EXERCISE BRIEF | Please output exactly the part of the records below that opens with the line containing "Provide the target's" and closes with the line containing "negative clicks: (350, 419)", both lines included, and nothing else.

Dataset records
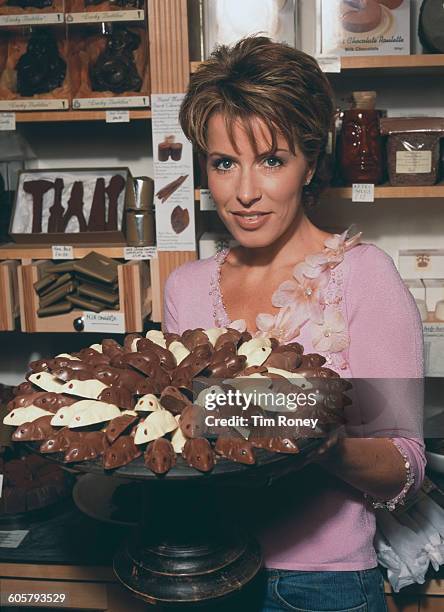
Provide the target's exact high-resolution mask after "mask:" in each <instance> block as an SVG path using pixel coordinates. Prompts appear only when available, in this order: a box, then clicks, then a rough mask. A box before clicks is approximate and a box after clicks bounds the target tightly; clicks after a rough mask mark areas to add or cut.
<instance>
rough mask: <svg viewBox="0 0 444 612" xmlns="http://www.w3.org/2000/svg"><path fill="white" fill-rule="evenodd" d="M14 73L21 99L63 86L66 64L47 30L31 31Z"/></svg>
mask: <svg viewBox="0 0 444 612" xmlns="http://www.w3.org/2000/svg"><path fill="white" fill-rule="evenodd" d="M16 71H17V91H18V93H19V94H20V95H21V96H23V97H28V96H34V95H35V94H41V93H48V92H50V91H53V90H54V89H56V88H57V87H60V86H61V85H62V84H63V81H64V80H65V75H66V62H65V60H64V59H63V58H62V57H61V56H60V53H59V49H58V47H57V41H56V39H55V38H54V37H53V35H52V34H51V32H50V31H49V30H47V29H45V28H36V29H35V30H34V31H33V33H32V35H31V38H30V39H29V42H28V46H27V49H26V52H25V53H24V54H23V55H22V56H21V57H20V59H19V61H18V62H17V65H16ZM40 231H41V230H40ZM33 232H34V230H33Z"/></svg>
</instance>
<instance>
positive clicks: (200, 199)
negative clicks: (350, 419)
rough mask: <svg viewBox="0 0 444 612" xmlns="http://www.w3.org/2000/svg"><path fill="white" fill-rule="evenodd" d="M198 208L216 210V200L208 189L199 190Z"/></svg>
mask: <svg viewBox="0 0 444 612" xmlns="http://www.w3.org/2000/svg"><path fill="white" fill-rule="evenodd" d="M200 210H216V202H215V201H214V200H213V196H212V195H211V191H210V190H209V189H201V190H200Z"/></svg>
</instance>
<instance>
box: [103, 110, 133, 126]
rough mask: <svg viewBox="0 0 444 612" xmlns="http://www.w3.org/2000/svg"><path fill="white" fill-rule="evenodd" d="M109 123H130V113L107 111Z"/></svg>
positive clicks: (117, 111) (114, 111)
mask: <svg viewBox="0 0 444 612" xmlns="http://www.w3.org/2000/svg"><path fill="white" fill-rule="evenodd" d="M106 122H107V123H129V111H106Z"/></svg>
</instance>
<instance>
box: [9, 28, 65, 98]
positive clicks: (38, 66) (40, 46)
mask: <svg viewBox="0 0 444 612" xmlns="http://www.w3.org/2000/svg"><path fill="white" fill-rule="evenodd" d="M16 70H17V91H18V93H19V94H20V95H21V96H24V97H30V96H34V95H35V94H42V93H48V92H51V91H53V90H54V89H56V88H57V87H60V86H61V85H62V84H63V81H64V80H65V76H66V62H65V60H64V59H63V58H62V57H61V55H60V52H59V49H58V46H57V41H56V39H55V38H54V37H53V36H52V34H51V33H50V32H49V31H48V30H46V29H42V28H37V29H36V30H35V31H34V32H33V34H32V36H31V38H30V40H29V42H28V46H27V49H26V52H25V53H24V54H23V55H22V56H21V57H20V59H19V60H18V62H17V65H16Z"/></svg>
---
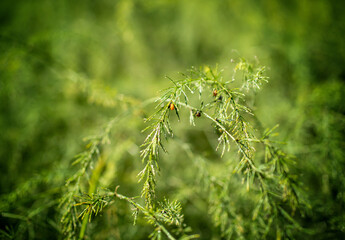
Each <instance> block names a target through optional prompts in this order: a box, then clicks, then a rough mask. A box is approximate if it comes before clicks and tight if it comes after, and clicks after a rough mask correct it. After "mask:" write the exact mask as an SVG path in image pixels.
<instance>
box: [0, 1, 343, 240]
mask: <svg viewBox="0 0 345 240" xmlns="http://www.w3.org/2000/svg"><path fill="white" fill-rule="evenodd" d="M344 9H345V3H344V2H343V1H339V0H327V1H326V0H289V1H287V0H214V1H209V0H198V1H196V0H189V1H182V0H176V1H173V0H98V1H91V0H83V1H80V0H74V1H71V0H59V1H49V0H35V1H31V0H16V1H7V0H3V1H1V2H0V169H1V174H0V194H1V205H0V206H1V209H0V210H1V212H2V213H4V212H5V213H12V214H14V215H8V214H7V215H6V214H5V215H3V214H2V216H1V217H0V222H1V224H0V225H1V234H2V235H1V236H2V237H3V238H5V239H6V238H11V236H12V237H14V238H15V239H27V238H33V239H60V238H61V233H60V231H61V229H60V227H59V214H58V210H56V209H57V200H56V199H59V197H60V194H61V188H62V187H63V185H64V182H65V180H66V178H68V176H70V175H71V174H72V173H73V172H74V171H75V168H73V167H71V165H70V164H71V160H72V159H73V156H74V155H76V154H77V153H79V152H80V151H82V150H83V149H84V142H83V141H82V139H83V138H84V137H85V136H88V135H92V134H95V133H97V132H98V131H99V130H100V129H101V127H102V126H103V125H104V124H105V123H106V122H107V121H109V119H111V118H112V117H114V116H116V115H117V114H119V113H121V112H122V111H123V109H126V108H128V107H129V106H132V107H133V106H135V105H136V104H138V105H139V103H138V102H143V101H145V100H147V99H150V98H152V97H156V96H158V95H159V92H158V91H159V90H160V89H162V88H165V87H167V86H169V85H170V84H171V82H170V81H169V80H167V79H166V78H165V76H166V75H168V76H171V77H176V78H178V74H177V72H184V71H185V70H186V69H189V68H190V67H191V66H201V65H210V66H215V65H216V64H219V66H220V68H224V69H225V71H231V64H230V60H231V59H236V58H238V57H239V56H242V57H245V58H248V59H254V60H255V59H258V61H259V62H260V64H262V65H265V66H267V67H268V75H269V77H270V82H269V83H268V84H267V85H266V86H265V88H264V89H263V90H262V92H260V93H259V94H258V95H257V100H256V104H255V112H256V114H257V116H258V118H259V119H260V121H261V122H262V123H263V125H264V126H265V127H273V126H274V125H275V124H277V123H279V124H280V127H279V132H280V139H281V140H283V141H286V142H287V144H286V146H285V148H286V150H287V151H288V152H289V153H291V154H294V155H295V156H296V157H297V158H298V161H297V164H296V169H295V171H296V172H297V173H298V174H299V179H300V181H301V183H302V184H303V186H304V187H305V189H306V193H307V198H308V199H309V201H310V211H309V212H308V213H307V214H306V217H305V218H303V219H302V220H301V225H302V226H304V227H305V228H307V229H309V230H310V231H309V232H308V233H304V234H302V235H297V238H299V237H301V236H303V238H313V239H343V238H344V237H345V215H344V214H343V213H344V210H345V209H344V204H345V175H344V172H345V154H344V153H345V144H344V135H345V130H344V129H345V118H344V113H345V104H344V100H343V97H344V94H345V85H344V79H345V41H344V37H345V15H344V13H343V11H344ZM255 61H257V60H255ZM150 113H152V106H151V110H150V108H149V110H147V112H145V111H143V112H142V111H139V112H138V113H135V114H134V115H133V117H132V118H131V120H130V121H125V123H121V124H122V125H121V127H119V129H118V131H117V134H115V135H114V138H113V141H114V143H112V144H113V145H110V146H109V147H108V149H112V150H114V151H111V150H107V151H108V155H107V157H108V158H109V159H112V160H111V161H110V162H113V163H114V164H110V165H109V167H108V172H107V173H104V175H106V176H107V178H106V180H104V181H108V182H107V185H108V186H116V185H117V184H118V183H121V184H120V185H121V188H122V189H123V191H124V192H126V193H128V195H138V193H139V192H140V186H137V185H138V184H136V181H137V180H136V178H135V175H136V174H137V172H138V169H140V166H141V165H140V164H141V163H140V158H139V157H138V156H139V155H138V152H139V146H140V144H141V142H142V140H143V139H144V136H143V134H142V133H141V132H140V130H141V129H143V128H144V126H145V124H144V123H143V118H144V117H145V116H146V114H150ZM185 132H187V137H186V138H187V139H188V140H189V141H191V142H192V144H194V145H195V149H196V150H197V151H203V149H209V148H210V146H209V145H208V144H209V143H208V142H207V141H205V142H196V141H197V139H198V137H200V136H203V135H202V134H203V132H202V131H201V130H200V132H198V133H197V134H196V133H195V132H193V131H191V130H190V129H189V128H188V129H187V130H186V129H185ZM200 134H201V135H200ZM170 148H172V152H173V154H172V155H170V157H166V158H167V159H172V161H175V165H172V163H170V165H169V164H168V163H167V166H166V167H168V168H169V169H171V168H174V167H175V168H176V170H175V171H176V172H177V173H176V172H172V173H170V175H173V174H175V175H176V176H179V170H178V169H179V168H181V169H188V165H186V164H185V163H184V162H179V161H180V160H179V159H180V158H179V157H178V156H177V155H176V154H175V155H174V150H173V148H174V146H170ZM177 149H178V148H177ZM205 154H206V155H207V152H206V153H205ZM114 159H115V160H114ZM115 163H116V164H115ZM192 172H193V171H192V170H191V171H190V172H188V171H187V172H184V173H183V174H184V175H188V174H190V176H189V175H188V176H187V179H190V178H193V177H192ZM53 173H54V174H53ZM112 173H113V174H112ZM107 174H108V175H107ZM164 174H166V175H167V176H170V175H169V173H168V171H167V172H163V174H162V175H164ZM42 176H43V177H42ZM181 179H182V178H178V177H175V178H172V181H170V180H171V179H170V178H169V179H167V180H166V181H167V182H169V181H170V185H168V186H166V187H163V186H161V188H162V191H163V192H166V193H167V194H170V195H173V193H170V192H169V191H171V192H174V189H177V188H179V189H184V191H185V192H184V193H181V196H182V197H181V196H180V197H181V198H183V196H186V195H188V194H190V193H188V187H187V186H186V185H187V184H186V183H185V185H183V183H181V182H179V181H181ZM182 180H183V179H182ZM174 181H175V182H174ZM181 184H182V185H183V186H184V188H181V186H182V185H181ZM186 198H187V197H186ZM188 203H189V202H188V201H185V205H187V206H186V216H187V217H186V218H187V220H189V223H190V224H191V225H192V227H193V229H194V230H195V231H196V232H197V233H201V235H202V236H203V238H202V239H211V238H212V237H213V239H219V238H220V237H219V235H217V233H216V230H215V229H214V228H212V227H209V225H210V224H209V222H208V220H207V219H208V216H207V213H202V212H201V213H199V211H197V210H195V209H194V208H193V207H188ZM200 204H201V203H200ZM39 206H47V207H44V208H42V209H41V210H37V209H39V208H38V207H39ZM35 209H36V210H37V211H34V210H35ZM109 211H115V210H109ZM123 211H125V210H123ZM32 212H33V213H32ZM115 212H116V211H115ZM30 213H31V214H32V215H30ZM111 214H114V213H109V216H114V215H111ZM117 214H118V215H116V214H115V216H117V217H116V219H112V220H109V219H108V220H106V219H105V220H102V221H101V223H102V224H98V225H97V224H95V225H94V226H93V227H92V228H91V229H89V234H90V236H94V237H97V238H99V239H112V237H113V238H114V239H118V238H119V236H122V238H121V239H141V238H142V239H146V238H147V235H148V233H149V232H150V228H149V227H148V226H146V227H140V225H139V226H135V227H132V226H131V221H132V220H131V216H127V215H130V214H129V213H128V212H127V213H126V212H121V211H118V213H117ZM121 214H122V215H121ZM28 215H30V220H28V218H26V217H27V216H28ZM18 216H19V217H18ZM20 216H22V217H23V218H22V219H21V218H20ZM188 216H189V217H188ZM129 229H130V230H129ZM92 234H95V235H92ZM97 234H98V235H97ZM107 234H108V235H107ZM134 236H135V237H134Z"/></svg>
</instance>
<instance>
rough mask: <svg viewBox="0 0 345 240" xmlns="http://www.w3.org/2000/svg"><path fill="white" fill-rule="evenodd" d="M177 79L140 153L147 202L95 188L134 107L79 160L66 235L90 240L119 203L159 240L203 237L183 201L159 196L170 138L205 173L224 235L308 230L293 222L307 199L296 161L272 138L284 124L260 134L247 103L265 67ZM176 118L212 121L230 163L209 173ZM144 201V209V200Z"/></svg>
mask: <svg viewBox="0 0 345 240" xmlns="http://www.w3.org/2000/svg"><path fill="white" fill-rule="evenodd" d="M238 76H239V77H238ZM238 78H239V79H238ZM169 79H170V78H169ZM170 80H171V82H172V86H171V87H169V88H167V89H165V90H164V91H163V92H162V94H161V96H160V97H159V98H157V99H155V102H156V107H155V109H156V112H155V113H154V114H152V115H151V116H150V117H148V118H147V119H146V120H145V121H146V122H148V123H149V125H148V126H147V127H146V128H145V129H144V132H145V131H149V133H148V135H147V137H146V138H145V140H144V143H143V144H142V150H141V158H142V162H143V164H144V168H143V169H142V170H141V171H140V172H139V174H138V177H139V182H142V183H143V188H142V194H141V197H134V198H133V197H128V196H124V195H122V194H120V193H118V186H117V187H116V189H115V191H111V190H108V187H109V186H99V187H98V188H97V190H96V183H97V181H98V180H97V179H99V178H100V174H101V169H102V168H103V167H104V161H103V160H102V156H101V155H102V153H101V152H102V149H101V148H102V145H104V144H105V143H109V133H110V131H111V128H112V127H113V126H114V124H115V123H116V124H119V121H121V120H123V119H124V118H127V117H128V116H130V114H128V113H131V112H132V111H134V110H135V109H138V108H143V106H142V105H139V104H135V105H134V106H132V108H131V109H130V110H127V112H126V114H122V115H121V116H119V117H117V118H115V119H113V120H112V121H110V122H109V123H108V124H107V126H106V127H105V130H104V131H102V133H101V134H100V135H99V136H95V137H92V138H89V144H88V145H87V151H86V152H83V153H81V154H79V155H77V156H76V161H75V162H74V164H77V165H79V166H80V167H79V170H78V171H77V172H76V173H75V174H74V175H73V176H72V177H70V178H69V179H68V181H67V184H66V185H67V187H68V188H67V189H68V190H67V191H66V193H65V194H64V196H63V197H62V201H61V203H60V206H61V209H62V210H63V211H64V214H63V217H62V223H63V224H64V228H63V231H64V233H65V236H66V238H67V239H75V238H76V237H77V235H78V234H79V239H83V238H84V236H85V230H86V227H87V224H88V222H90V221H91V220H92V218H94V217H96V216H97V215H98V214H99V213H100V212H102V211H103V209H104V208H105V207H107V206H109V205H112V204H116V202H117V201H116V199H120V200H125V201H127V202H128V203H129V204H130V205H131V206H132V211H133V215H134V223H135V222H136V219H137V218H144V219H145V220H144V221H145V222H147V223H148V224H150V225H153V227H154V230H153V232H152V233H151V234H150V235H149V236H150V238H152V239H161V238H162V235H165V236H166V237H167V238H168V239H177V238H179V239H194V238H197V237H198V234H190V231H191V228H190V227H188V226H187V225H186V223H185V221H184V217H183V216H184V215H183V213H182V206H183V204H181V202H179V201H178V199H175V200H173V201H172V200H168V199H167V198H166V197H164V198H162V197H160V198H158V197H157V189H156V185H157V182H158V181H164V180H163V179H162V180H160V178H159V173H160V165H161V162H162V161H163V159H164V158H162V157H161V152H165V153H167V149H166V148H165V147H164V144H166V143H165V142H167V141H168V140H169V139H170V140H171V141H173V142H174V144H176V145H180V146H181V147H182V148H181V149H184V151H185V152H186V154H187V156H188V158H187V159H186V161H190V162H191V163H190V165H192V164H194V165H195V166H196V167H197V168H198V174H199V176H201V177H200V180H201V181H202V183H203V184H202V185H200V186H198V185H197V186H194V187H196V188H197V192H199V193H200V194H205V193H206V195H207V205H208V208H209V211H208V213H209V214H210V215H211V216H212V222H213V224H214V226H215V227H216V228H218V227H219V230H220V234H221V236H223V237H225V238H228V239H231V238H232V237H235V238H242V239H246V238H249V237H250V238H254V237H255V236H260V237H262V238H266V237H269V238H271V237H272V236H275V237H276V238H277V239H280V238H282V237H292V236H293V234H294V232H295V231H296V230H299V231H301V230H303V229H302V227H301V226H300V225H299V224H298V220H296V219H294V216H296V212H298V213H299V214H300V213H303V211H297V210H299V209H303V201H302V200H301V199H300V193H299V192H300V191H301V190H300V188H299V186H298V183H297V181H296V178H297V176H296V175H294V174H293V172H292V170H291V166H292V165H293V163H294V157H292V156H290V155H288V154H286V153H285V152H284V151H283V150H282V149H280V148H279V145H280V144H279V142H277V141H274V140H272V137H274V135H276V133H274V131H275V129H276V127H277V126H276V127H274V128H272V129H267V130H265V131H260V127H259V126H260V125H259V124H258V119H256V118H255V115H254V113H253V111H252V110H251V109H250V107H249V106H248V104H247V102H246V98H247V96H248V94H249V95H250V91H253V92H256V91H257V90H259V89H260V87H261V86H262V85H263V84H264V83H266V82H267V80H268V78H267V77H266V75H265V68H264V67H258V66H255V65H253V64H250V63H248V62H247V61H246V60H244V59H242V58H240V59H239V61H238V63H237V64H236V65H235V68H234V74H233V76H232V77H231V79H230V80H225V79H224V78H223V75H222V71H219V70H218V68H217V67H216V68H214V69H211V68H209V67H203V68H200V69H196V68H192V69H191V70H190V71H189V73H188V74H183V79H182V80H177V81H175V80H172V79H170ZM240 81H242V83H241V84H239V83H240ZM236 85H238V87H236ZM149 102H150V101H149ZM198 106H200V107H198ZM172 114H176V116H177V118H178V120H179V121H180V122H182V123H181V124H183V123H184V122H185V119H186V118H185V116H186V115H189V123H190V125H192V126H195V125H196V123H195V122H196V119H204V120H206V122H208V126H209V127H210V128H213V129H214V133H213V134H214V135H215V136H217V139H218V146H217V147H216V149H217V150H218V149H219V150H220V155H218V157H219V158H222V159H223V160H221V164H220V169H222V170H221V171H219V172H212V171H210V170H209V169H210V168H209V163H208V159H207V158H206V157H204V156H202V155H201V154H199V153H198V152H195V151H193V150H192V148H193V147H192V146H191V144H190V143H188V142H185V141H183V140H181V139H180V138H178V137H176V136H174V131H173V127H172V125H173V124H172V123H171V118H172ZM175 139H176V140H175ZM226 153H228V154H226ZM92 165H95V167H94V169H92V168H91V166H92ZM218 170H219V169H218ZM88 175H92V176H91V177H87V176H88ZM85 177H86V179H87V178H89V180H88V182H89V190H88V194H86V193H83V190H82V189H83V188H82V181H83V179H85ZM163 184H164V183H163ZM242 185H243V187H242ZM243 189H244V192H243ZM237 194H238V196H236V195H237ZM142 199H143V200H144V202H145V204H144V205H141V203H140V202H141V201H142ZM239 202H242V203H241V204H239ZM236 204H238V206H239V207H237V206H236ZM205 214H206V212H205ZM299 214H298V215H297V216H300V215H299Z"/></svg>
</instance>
==
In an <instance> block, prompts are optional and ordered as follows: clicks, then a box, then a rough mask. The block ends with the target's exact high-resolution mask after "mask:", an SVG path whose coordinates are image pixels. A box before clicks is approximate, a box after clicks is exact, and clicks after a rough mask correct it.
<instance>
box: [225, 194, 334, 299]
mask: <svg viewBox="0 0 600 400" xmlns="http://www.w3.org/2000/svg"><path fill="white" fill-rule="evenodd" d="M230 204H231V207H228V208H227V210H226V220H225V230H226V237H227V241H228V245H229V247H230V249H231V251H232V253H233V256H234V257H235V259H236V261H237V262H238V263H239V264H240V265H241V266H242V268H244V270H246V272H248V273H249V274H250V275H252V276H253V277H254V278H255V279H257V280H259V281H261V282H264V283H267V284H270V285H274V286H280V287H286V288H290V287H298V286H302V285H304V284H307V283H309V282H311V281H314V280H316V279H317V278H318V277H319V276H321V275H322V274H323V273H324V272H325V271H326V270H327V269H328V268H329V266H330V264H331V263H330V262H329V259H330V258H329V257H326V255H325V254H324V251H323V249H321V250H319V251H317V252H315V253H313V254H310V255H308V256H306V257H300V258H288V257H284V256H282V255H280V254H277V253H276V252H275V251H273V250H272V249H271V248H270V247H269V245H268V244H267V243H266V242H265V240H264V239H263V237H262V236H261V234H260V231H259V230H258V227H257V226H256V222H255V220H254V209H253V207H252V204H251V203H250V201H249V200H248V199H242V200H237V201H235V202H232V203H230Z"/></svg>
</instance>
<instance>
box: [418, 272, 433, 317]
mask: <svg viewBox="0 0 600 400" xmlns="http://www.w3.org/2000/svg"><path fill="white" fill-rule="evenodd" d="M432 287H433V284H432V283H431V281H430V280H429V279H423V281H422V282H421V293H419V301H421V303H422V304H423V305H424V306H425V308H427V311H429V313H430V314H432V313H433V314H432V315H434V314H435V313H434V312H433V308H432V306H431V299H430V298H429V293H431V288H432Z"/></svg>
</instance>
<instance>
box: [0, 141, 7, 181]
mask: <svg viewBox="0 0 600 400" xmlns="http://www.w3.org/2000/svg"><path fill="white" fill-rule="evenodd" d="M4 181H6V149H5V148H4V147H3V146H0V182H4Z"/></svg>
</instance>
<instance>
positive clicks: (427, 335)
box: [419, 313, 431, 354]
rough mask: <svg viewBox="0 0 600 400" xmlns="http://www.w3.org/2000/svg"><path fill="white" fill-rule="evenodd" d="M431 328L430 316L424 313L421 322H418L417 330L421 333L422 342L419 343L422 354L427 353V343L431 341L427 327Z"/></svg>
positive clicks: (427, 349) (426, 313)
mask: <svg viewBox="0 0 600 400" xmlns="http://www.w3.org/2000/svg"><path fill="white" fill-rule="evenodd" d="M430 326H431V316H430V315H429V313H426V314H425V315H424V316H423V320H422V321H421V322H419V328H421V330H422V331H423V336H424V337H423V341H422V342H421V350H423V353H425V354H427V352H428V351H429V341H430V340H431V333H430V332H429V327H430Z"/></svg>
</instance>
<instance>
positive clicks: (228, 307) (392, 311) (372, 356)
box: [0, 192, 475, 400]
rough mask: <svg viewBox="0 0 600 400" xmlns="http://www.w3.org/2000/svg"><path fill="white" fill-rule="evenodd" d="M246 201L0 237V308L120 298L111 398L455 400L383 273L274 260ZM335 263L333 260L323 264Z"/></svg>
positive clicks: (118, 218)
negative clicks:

ANSWER SECTION |
Provide the target's exact high-resolution mask after "mask:" in each <instance> block as an SVG path using pixel coordinates. Prompts appear only when available, in this order: a box, then clicks, then a rough mask. A box before clicks is approximate and a box after clicks bounds the target tightly; clicks after a rough mask mark areas to add or cut.
<instance>
rough mask: <svg viewBox="0 0 444 612" xmlns="http://www.w3.org/2000/svg"><path fill="white" fill-rule="evenodd" d="M14 73L21 99L63 86L66 64L47 30L31 31Z"/></svg>
mask: <svg viewBox="0 0 444 612" xmlns="http://www.w3.org/2000/svg"><path fill="white" fill-rule="evenodd" d="M16 71H17V91H18V93H19V94H20V95H21V96H23V97H28V96H34V95H35V94H41V93H48V92H50V91H53V90H54V89H56V88H57V87H60V86H61V85H62V84H63V81H64V80H65V75H66V62H65V60H64V59H63V58H62V57H61V56H60V53H59V49H58V47H57V41H56V39H55V38H54V37H53V35H52V34H51V32H50V31H49V30H47V29H45V28H36V29H35V30H34V31H33V33H32V35H31V38H30V39H29V42H28V46H27V49H26V52H25V53H24V54H23V55H22V56H21V57H20V59H19V61H18V62H17V65H16ZM40 231H41V230H40ZM33 232H34V230H33Z"/></svg>
</instance>
<instance>
positive clicks: (200, 199)
negative clicks: (350, 419)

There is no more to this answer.